======== PROVIDED PASSAGE ========

• Preparation
    25 Minutes
  • Cook Time
    1 hour
  • Serves
  • Difficulty

Behind the Recipe

The perfect combo

We all love a goo peanut butter and jam sandwich, combine this with chicken drumsticks and you've got a winner! Combining the two might sound crazy, but the sweet and savoury combo worked out brilliantly



  • ¾ cup peanut butter
  • ¾ cup raspberry preserves
  • 3 tbsp. Sriracha
  • 2 tbsp. soy sauce
  • 2 tbsp. water
  • 1 tsp. garlic, minced
  • 1 tsp. ginger, grated
  • 30 drumsticks
  • 3 tbsp. all-purpose flour
  • 1 ½ tbsp. cornstarch
  • 1 tbsp. baking powder
  • ½ cup peanuts, finely chopped
  • ½ cup coriander, finely chopped


  1. To lollipop your drumsticks, start by cutting through the skin and tendons where the thick, meaty section ends. Pull the skin off the bone part, and throw it away. Clean up any remains so you get a nice, clean handle. (It helps to use a cutting board, so you can twirl and slice the drumstick at once.)
  2. Push the flesh downward away from the bone to form a rounder, more lollipopish shape.
  3. For the wing sauce, combine peanut butter, raspberry preserves, Sriracha, soy sauce, water, garlic, and ginger in a large saucepan, and place on your Oakford.

========

PROBLEM A: Duplicate the peanut butter and jam drumstick recipe word for word, from "1. To lollipop" down to "drumstick at once.)".

======== RECORD EXCERPTS ========

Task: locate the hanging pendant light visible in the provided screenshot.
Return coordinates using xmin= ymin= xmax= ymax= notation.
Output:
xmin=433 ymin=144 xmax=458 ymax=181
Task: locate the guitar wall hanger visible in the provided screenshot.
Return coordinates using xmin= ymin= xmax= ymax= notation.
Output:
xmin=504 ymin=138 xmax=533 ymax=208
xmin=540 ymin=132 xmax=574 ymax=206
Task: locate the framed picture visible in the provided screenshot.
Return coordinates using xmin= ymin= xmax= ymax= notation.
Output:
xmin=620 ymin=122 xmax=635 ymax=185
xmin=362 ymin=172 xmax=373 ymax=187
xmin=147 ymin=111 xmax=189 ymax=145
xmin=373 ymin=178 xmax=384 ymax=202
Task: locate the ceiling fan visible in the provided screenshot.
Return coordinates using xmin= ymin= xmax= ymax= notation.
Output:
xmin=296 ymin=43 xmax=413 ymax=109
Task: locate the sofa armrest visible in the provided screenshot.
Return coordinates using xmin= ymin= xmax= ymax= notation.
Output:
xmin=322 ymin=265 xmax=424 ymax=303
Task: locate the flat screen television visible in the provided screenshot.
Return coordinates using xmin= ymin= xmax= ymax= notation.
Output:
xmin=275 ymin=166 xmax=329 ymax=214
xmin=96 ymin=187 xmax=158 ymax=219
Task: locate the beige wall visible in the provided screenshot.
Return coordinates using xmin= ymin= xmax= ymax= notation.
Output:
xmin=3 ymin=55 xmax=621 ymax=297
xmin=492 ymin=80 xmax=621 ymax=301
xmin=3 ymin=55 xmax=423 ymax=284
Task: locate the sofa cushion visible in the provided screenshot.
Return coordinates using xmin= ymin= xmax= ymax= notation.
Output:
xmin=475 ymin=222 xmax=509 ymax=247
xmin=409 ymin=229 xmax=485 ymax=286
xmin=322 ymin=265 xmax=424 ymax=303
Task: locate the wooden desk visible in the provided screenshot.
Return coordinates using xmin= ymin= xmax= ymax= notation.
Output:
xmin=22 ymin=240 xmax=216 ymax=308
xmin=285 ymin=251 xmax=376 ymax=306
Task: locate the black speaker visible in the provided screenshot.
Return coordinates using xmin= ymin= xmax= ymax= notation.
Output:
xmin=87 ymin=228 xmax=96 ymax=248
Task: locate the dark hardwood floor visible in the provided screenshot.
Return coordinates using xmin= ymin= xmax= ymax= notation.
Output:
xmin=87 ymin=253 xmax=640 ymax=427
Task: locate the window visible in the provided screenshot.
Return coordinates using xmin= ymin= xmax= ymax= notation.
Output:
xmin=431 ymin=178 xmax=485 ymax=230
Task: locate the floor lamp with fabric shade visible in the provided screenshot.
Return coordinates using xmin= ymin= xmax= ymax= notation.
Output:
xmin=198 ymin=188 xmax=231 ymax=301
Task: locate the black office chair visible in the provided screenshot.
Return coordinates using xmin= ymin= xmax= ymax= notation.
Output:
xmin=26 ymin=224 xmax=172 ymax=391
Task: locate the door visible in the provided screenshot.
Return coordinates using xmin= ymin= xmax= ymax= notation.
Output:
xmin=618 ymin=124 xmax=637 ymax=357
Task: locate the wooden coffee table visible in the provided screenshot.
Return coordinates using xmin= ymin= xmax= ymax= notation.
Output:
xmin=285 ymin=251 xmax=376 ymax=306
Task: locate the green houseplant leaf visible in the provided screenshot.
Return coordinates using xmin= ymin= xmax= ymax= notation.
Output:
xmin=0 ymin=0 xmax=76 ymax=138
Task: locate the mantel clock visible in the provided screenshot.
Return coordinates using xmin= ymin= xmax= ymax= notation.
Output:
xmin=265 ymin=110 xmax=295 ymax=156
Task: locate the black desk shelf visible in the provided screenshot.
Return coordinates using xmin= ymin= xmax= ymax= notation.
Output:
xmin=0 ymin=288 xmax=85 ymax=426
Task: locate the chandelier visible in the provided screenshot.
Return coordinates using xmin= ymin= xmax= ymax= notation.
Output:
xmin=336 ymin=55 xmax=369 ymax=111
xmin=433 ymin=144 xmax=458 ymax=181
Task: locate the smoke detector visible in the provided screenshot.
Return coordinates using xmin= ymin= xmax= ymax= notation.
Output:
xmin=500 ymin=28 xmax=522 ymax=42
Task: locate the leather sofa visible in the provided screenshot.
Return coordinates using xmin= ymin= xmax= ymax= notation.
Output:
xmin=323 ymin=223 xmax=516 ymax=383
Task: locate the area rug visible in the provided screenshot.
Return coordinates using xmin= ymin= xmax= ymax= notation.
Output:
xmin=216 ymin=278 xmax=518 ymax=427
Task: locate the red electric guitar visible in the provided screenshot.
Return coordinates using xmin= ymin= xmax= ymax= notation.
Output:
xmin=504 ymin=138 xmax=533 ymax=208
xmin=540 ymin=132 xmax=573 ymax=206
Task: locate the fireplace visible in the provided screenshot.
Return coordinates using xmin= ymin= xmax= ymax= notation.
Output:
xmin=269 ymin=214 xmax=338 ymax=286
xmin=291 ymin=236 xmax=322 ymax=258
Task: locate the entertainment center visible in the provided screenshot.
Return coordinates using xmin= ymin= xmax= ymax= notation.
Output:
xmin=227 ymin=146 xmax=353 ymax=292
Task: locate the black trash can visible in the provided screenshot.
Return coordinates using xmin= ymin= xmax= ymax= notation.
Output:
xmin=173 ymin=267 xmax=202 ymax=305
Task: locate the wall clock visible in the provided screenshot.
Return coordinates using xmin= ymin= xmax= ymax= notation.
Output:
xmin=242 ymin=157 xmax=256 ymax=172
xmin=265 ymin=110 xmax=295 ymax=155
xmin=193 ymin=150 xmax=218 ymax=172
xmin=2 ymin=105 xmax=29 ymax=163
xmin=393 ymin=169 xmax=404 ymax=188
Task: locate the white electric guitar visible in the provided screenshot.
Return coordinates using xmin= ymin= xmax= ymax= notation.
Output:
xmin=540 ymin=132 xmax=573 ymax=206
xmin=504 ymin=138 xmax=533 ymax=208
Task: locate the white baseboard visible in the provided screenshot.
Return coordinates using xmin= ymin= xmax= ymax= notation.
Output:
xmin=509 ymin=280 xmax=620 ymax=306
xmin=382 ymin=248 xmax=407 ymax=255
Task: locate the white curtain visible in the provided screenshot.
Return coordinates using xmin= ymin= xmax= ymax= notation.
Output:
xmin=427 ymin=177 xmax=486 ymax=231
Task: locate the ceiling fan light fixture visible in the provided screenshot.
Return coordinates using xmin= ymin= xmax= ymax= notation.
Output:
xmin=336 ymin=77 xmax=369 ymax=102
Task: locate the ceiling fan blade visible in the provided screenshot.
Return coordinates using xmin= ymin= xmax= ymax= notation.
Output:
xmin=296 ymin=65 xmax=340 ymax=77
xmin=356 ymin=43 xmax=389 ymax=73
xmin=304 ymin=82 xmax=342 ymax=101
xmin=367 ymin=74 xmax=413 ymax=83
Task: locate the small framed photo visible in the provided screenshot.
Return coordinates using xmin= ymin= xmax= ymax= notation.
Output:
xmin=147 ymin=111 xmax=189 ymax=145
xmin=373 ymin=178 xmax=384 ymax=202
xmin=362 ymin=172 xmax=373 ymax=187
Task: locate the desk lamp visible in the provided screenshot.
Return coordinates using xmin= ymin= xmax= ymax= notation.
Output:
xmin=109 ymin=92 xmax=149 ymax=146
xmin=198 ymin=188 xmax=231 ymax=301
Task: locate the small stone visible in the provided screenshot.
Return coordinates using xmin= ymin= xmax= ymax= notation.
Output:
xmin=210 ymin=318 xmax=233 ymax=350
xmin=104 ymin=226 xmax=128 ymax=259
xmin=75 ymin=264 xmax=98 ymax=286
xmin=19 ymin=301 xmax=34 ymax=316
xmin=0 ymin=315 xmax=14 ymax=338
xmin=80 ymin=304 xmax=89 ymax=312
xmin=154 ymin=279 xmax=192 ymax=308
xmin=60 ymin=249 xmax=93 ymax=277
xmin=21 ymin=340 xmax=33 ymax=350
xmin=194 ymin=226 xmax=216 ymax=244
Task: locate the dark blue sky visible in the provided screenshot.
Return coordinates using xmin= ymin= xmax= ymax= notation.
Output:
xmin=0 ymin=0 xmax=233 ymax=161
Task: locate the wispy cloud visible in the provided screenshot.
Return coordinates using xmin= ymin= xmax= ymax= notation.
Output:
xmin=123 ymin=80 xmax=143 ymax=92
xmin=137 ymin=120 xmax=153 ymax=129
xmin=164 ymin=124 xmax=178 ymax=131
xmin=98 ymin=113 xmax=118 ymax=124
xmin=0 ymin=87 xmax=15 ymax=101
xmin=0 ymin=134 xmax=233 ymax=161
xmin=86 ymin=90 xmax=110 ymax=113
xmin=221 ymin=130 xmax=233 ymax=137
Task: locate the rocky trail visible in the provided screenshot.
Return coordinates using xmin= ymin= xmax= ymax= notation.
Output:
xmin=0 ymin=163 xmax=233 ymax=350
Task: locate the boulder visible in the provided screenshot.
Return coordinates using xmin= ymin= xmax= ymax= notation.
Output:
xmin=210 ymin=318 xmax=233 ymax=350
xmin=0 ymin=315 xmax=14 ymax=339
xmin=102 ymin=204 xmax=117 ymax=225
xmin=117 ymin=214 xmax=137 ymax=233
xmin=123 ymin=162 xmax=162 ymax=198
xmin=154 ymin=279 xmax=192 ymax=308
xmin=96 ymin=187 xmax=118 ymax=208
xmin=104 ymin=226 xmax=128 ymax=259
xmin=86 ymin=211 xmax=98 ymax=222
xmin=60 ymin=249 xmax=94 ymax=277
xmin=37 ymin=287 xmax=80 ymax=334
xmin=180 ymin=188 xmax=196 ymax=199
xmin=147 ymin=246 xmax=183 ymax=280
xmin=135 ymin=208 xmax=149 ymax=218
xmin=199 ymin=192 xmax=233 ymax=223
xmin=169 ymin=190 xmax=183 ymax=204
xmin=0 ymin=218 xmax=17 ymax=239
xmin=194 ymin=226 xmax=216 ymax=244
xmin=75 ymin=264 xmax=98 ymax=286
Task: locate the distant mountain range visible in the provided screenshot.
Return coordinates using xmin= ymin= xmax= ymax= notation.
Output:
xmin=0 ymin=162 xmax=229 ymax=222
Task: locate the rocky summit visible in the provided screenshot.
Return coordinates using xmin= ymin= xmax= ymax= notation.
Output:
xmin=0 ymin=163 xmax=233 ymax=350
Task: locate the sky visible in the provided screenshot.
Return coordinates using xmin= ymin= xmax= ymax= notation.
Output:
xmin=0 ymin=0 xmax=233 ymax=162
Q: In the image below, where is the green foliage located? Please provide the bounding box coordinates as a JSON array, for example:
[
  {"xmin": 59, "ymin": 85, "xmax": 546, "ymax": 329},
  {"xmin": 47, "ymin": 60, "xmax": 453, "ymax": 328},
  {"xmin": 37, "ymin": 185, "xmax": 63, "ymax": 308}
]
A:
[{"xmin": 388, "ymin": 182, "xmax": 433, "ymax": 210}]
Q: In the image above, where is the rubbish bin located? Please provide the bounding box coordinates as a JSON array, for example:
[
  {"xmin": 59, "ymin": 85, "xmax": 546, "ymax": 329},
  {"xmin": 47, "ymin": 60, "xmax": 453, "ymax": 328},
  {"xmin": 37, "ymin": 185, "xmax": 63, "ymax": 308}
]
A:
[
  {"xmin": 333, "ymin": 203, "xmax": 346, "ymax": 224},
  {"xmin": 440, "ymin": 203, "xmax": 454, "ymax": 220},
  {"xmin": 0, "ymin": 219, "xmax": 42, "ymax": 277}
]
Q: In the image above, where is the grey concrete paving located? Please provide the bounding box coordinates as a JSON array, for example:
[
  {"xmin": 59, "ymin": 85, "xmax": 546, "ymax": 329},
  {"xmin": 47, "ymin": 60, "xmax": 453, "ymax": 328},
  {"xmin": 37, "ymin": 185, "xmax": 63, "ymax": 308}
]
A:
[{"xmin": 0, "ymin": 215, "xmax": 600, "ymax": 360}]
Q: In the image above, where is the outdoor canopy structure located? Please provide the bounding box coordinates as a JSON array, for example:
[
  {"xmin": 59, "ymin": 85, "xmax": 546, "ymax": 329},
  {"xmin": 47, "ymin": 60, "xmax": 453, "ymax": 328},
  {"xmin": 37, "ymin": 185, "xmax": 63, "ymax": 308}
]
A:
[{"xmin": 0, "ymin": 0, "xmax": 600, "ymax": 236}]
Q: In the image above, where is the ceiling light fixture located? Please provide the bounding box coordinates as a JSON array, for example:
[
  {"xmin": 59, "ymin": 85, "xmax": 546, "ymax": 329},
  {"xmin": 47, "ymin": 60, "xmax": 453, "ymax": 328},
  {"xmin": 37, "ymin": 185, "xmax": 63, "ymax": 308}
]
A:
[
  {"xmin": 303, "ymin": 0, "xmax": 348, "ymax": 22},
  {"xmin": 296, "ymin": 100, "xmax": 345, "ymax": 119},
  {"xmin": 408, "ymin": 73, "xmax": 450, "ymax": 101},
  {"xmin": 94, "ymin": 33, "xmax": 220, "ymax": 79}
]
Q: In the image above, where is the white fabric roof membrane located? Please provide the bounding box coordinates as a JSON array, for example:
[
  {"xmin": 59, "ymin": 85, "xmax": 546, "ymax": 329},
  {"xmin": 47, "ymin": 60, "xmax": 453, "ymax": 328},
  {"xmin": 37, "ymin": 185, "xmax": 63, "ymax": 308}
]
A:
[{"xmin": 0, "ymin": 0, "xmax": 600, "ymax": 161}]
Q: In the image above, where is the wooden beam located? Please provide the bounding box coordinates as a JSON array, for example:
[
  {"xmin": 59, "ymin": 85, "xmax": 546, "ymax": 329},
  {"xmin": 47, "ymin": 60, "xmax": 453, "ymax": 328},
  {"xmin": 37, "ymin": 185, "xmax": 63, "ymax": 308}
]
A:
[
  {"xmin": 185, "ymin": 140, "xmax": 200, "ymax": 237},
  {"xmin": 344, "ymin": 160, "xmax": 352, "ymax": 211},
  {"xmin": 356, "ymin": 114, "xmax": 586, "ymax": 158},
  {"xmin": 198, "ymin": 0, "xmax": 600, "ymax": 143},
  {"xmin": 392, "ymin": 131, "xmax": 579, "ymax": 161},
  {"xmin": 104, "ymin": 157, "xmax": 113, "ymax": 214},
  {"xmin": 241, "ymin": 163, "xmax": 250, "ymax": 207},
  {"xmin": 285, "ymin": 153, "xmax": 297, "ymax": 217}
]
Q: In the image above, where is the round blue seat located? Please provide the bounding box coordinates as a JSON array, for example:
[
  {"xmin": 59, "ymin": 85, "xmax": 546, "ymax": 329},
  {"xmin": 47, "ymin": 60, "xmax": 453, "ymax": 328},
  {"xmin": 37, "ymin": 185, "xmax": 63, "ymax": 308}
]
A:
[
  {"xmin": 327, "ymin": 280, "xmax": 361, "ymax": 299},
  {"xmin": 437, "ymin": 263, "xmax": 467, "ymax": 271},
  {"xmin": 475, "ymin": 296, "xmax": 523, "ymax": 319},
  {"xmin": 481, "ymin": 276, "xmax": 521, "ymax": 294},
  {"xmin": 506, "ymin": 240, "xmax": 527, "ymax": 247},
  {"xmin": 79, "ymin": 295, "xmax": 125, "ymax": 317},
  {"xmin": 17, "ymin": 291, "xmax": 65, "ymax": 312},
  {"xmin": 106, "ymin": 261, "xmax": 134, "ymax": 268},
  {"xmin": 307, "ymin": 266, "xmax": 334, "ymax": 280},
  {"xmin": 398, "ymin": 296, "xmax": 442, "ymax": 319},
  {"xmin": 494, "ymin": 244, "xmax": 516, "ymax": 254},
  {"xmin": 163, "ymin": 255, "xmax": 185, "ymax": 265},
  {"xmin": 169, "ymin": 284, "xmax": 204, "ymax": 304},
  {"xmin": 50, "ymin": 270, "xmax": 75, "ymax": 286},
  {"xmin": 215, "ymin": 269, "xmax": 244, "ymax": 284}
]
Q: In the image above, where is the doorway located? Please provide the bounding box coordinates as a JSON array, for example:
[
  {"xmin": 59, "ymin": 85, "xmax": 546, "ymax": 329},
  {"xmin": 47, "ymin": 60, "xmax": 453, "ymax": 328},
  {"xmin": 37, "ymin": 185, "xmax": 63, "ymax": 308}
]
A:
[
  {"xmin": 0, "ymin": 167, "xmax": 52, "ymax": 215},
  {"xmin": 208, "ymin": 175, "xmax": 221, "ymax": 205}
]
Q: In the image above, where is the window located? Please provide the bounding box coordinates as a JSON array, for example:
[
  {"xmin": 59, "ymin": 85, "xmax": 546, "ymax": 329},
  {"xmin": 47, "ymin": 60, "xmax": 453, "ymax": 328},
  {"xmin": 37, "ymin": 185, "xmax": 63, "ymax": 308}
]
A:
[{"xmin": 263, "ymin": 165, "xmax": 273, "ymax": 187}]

========

PROBLEM B: In the listing, rewrite everything from the line containing "Q: In the image above, where is the window" down to the end of the listing, changing "window" to "skylight" and leaving all else as it is. Give back only those lines.

FULL OUTPUT A:
1. To lollipop your drumsticks, start by cutting through the skin and tendons where the thick, meaty section ends. Pull the skin off the bone part, and throw it away. Clean up any remains so you get a nice, clean handle. (It helps to use a cutting board, so you can twirl and slice the drumstick at once.)

FULL OUTPUT B:
Q: In the image above, where is the skylight located? Please provide the bounding box coordinates as a JSON array, for example:
[
  {"xmin": 59, "ymin": 85, "xmax": 546, "ymax": 329},
  {"xmin": 47, "ymin": 60, "xmax": 453, "ymax": 328},
  {"xmin": 37, "ymin": 185, "xmax": 63, "ymax": 308}
]
A:
[{"xmin": 263, "ymin": 165, "xmax": 273, "ymax": 187}]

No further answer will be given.